• EXERCISE
From the line that contains "of the cherry" to the last line of the data, every line is to be transcribed exactly; no other line is to be included.

• RECORDS SHOWN
= = = = = = =

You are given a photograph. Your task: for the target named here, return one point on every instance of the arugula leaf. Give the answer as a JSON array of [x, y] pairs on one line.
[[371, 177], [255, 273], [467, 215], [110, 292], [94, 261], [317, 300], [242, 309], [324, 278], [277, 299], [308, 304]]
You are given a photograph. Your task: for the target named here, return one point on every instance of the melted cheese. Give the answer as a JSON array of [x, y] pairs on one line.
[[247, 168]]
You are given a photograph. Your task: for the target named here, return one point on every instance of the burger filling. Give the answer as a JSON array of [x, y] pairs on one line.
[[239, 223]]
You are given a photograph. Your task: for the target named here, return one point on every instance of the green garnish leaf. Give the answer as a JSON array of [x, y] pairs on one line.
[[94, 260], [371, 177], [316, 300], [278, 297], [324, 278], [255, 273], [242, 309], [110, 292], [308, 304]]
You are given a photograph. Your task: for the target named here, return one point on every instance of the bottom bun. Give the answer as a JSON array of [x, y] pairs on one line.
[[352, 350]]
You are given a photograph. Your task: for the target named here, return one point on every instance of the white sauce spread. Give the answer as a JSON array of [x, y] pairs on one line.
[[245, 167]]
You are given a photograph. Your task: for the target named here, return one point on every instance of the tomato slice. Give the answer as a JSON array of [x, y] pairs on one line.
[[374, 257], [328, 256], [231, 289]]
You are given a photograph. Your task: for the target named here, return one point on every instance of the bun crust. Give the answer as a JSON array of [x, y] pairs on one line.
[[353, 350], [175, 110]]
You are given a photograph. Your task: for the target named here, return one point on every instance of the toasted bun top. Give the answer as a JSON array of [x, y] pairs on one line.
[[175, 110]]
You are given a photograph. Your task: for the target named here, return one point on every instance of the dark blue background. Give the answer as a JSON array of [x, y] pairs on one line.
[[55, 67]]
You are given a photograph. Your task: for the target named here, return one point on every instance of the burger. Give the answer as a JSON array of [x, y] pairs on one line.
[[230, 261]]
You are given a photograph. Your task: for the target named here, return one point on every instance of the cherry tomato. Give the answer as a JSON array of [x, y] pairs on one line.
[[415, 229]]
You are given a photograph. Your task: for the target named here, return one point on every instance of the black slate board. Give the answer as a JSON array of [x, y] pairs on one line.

= = = = = = =

• RESPONSE
You are given a photograph. Your task: for the target named here, return one point on every instance of the cherry tomato. Give the answer as a JSON array of [x, y] pairs on one line.
[[415, 229]]
You are given a photograph. Your task: for the target named here, return one point on every instance of the black slate board. Give the answer as a JSON array of [x, y] pairs on one line.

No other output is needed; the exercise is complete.